_GOAL:_ Rewrite the material below, starting at its first line and stopping after the line that contains "[419,258,454,285]". Keep the requests as they are, but multiply every bounding box coordinate in the answers by 1.75 and round each result to a whole number, rounding halves up.

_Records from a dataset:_

-- Begin --

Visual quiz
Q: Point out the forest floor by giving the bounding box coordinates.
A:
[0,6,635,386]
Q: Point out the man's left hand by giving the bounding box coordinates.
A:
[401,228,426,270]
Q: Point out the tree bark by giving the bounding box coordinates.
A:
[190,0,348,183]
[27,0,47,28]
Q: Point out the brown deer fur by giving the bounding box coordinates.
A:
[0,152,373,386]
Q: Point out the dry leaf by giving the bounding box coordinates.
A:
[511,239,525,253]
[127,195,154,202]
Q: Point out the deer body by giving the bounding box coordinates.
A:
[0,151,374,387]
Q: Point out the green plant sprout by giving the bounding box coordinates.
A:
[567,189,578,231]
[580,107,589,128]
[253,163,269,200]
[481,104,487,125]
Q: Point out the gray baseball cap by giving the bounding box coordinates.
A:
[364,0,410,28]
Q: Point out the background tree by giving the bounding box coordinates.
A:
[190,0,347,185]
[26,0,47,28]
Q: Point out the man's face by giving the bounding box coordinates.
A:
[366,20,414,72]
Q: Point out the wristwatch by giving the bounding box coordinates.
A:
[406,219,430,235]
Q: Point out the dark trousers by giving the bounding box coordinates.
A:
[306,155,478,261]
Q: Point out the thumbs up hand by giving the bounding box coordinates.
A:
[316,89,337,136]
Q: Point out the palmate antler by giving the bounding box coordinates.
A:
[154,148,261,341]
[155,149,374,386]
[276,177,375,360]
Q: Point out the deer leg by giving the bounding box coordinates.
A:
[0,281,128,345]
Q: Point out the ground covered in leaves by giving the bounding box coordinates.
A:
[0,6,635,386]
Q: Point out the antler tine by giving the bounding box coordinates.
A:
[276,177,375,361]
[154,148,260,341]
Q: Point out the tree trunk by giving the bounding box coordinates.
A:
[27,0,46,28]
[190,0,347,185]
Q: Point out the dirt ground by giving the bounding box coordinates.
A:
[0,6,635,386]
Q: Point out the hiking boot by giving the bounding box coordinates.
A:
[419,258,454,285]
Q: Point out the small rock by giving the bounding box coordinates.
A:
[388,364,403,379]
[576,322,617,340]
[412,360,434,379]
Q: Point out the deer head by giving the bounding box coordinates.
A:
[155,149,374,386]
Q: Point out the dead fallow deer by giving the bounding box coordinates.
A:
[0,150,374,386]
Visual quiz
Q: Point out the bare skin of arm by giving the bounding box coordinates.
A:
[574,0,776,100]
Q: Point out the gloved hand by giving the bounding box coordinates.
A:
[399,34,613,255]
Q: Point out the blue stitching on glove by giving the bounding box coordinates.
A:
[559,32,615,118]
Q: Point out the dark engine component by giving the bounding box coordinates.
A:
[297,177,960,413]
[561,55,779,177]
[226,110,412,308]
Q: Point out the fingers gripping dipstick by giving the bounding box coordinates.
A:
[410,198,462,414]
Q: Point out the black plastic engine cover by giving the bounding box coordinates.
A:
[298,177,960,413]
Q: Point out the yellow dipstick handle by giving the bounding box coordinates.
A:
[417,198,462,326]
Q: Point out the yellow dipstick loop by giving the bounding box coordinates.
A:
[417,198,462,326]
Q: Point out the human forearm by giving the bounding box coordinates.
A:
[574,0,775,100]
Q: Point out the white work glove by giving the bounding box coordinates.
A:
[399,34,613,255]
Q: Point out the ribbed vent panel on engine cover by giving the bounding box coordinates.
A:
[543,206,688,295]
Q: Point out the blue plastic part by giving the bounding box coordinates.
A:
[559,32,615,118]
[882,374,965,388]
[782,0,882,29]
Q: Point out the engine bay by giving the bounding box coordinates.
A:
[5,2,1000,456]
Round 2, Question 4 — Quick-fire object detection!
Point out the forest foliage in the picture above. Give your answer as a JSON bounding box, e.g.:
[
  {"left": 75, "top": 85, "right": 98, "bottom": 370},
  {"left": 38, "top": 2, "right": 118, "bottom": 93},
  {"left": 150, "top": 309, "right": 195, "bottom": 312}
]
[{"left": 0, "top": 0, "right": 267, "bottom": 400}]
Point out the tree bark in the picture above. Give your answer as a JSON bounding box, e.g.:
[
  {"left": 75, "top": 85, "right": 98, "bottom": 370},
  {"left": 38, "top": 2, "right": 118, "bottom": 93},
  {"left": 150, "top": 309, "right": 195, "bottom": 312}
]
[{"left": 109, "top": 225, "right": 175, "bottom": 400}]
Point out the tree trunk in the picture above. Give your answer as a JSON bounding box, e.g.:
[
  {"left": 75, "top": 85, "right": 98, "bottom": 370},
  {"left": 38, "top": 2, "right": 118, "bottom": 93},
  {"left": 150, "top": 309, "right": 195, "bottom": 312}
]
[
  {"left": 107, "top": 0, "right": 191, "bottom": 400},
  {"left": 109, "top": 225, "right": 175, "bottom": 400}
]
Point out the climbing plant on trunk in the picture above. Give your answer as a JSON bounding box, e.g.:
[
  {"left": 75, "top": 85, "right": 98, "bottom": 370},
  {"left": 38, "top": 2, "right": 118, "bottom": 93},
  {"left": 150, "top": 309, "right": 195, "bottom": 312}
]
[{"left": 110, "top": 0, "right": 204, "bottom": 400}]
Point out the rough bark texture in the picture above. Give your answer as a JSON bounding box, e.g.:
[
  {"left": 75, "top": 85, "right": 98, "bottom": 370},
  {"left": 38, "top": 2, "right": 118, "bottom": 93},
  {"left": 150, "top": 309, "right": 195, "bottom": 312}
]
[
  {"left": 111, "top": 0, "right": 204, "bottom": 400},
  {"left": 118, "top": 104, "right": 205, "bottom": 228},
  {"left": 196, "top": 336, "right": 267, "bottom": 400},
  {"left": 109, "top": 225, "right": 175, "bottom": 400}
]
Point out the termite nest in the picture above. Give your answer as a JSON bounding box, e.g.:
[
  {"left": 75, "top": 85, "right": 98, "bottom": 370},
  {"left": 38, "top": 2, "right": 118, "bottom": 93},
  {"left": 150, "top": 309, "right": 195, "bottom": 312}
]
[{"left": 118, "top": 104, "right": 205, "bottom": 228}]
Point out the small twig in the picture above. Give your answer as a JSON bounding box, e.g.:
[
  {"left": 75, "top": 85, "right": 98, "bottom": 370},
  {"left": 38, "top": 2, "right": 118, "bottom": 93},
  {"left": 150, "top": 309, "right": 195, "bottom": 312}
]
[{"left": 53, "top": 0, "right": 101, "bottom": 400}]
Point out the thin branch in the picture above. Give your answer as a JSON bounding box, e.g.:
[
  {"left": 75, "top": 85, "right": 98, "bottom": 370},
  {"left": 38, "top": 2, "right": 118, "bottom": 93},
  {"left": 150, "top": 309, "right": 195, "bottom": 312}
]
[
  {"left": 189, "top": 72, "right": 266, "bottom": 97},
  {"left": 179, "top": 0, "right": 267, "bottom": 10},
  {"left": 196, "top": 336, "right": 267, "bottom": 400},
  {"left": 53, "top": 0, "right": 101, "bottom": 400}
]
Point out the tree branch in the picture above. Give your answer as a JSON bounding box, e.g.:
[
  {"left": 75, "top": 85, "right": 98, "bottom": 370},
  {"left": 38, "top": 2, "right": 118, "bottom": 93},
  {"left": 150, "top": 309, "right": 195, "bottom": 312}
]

-- End --

_FINAL RESULT:_
Visual quiz
Q: Point out the forest floor by giving the bounding box coordinates.
A:
[0,11,1111,676]
Q: Point out the man's left hand by giving the bounding box coordinates.
A:
[702,399,746,473]
Q: Point out the tree bark by giving the bounding box coordinates.
A:
[333,0,609,320]
[47,0,82,49]
Q: Point out the brown deer fur by giving the bounding box coordinates.
A:
[0,266,653,676]
Q: Point out the dry leaf by giving the bounding box coordinates.
A:
[894,418,919,443]
[222,341,270,354]
Q: Point out the deer body by giving the bounding box coordinates.
A:
[0,264,655,677]
Q: Point out the green plant sprout by giving the bounding box coordinates.
A:
[992,331,1012,404]
[1015,187,1031,224]
[443,285,471,350]
[842,182,852,219]
Q: Point out the gray baseball cap by giving the bounding box coordinates.
A:
[637,0,718,49]
Q: Point out the background tree by giving the bounding box coordinates.
A:
[333,0,607,324]
[46,0,82,49]
Q: Point out the man's face by giving the bounding box coordinates.
A:
[641,35,725,126]
Q: Point out the wristwatch by giving the bounding box coordinates.
A:
[711,383,753,411]
Q: Point out the dark trousers by giving the bounding box coordinates.
A:
[536,271,837,457]
Q: Point out the thumbs up hand by giving the bounding box coordinates.
A:
[553,156,590,238]
Q: Point out the palmate antler by giving the bounding box coordinates.
A:
[270,259,457,597]
[271,261,655,676]
[483,310,656,630]
Q: Point out the deer leg by giving the bounding box coordinates.
A:
[0,492,224,604]
Q: Point out the ground covered in leaves by giving the bounding box coordinates.
A:
[0,11,1111,676]
Q: Point out the antler tine by giving the bounding box coordinates.
A:
[483,310,656,632]
[270,259,455,597]
Q: Point out the tree trunk by giving the bounding box coordinates.
A:
[47,0,81,49]
[333,0,607,324]
Q: Point out the dirt ground by giving the bounding box coordinates.
A:
[0,11,1111,676]
Q: Point out the hiking boot by giving the bounding box coordinates.
A:
[733,452,795,499]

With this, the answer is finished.